▶ Supplied material:
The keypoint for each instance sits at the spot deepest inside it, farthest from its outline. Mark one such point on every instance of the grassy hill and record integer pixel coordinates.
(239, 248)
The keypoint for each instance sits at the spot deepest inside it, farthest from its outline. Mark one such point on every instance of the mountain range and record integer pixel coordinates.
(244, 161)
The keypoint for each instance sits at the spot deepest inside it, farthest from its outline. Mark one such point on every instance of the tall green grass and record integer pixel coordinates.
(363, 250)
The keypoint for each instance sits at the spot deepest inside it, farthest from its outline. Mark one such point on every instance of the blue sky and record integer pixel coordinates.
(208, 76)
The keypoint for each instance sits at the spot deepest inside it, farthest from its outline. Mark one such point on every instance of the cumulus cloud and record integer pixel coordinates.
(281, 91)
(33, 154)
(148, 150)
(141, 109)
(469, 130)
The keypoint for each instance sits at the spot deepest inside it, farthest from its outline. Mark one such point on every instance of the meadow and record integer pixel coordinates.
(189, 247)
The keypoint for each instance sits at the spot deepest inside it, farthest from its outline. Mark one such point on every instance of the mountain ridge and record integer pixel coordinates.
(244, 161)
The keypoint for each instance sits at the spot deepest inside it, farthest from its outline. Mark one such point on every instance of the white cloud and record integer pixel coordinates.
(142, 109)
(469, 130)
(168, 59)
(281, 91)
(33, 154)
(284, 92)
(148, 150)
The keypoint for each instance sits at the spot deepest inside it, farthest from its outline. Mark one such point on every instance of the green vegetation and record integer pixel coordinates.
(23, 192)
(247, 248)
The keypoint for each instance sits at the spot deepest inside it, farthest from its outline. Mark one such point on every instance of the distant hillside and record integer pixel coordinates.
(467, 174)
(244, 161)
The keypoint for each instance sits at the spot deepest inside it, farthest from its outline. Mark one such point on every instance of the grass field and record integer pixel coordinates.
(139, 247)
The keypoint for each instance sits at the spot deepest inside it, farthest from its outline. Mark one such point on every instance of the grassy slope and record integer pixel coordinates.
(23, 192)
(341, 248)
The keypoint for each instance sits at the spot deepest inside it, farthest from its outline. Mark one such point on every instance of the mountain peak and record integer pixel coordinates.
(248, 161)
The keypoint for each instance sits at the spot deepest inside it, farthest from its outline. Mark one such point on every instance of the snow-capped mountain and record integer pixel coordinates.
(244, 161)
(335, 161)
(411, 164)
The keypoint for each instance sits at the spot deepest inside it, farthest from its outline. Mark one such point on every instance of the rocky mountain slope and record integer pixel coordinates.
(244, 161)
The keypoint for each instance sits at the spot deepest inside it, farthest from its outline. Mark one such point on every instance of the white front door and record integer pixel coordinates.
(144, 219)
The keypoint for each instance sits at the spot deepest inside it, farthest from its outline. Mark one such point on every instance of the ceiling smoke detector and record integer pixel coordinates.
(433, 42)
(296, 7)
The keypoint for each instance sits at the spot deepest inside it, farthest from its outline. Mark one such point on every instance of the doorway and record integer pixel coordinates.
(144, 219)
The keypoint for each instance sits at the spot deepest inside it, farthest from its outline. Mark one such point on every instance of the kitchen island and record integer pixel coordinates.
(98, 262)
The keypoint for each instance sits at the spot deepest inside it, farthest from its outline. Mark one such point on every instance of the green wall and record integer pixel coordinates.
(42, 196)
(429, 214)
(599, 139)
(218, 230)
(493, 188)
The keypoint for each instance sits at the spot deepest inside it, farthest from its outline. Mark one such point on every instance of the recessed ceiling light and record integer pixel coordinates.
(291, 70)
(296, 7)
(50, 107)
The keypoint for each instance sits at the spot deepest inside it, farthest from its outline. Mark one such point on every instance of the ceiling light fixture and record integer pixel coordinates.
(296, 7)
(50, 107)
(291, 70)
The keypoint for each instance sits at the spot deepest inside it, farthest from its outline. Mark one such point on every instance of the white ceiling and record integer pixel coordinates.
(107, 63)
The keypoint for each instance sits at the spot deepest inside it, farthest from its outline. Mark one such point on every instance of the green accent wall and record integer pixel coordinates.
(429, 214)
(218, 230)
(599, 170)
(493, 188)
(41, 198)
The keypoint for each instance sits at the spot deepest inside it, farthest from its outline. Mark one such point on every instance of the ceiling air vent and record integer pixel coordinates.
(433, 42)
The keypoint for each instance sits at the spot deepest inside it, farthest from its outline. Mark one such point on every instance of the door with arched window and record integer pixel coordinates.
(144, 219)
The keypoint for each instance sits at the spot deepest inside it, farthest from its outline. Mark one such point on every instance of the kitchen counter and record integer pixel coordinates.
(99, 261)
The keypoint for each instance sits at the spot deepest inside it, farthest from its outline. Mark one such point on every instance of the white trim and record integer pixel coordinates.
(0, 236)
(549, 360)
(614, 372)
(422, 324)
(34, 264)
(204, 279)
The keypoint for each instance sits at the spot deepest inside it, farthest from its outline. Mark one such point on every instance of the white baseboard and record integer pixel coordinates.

▶ Problem: Please print all of the material again with no alteration.

▶ Response to this task:
The keypoint for each instance sits at the spot deepest inside it, farthest from its outline. Mark one such point on every instance of the grassy hill and record integer pixel coordinates.
(239, 248)
The keypoint for each instance sits at the spot deepest inside it, farthest from its outline. Mark one such point on every instance of the mountain range and record integer pixel coordinates.
(244, 161)
The keypoint for each instance sits at the spot deepest inside it, farthest from its outline. Mark one such point on every instance of the tall green grass and record integer pixel coordinates.
(363, 250)
The keypoint for each instance sits at the spot deepest inside it, farthest from its outline. Mark one such point on every instance of the blue sky and record integer pixel coordinates.
(208, 76)
The keypoint for each instance sits at the spot deepest inside it, farthest from its outline. Mark one such point on every instance of the cumulus cloud and record integer pixel coordinates.
(281, 91)
(33, 154)
(148, 150)
(141, 109)
(469, 130)
The keypoint for each instance sits at the spot deepest inside it, farthest from its outline. Mark one such point on every instance of the meadow and record integer pixel coordinates.
(189, 247)
The keypoint for each instance sits at the spot deepest inside it, farthest from its outline. Mark one such point on every instance of the mountain ridge and record integer pixel coordinates.
(244, 161)
The keypoint for each instance sits at the spot deepest inside it, farthest from its outline. Mark one such point on every instance of the white cloud and record integer pixel coordinates.
(142, 109)
(469, 130)
(168, 59)
(281, 91)
(33, 154)
(284, 92)
(148, 150)
The keypoint for each instance sits at the spot deepest inside it, farthest from its outline. Mark one such point on every instance of the green vegetation and record integer pixel coordinates.
(23, 192)
(247, 248)
The keypoint for each instance sits at the spot deepest inside it, farthest from its outline. Mark one such point on every instance of the distant hillside and record integer pixel coordinates.
(467, 174)
(244, 161)
The keypoint for each instance sits at the spot deepest inside it, farthest from its outline. Mark one such point on every instance of the grass field and record integer pixel coordinates.
(139, 247)
The keypoint for each instance sits at the spot deepest inside it, farthest from its outline. Mark one such point on every instance of the grassy slope and record integer pixel coordinates.
(23, 192)
(341, 248)
The keypoint for each instance sits at the spot deepest inside it, farthest from its outline. Mark one such point on every instance of the mountain peak and record integer pixel coordinates.
(248, 161)
The keypoint for each instance sits at the spot deepest inside it, farthest from its outline. Mark one such point on every instance of the snow-capped mountain and record integer pixel coordinates.
(244, 161)
(335, 161)
(411, 164)
The keypoint for each instance sits at the spot deepest inside it, farthest from its outline. Mark one such point on every instance of the rocky mountain slope and record integer pixel coordinates.
(244, 161)
The keypoint for each instance sits at the spot deepest inside it, farthest from its outline. Mark one such point on every instance of the white front door and record integer pixel coordinates.
(144, 219)
The keypoint for each instance sits at the spot deepest inside it, farthest from its outline. Mark one such point on every instance of the ceiling smoke detector and record integer pixel coordinates.
(433, 42)
(296, 7)
The keypoint for each instance sits at the spot deepest inside it, farthest from its outline. Mark one such point on every instance of the doorway and record integer pixel coordinates.
(144, 219)
The keypoint for each instance sits at the spot deepest inside it, farthest from its outline. Mark one such point on every instance of the kitchen island and record integer pixel coordinates.
(98, 262)
The keypoint for each instance sits at the spot deepest inside it, farthest from its outline. Mark one such point on every instance of the green wall and record integer pixel coordinates.
(42, 196)
(429, 214)
(599, 139)
(218, 230)
(493, 188)
The keypoint for each instance sits at the spot deepest inside it, farthest from its outline. Mark one such point on every instance of the recessed ceiling light and record integer pixel coordinates.
(291, 70)
(296, 7)
(50, 107)
The keypoint for each instance sits at the spot deepest inside it, farthest from its outline. Mark one such point on every instance of the ceiling light fixture and record integer pixel coordinates.
(296, 7)
(50, 107)
(291, 70)
The keypoint for each instance sits at the spot deepest inside it, farthest from its outline. Mark one such point on every instance of the white ceiling and record integer pixel coordinates.
(107, 63)
The keypoint for each instance sits at the spot deepest inside it, farthest from its outline. Mark one such point on every instance of the green accent wall and record integer pixel coordinates.
(429, 214)
(218, 230)
(599, 170)
(493, 188)
(41, 198)
The keypoint for each instance sits at the spot deepest inside it, farthest from its outline. Mark one such point on every instance of the ceiling air vent and record integer pixel coordinates.
(433, 42)
The keypoint for each instance sits at the spot deepest inside it, farthest from its outline. Mark one such point on every instance of the door with arched window and record integer pixel coordinates.
(144, 219)
The keypoint for each instance sits at the spot deepest inside it, farthest from its outline. Mark one such point on every instance of the kitchen counter and record integer pixel coordinates.
(99, 261)
The keypoint for each instance sits at the spot deepest inside it, farthest from its outline. Mark one such point on every instance of the white trim and record integer pixel coordinates.
(0, 236)
(549, 360)
(614, 372)
(422, 324)
(34, 264)
(204, 279)
The keypoint for each instance sits at the spot deepest inside it, farthest from its outline. Mark one such point on every instance of the white baseboard and record integer pixel coordinates.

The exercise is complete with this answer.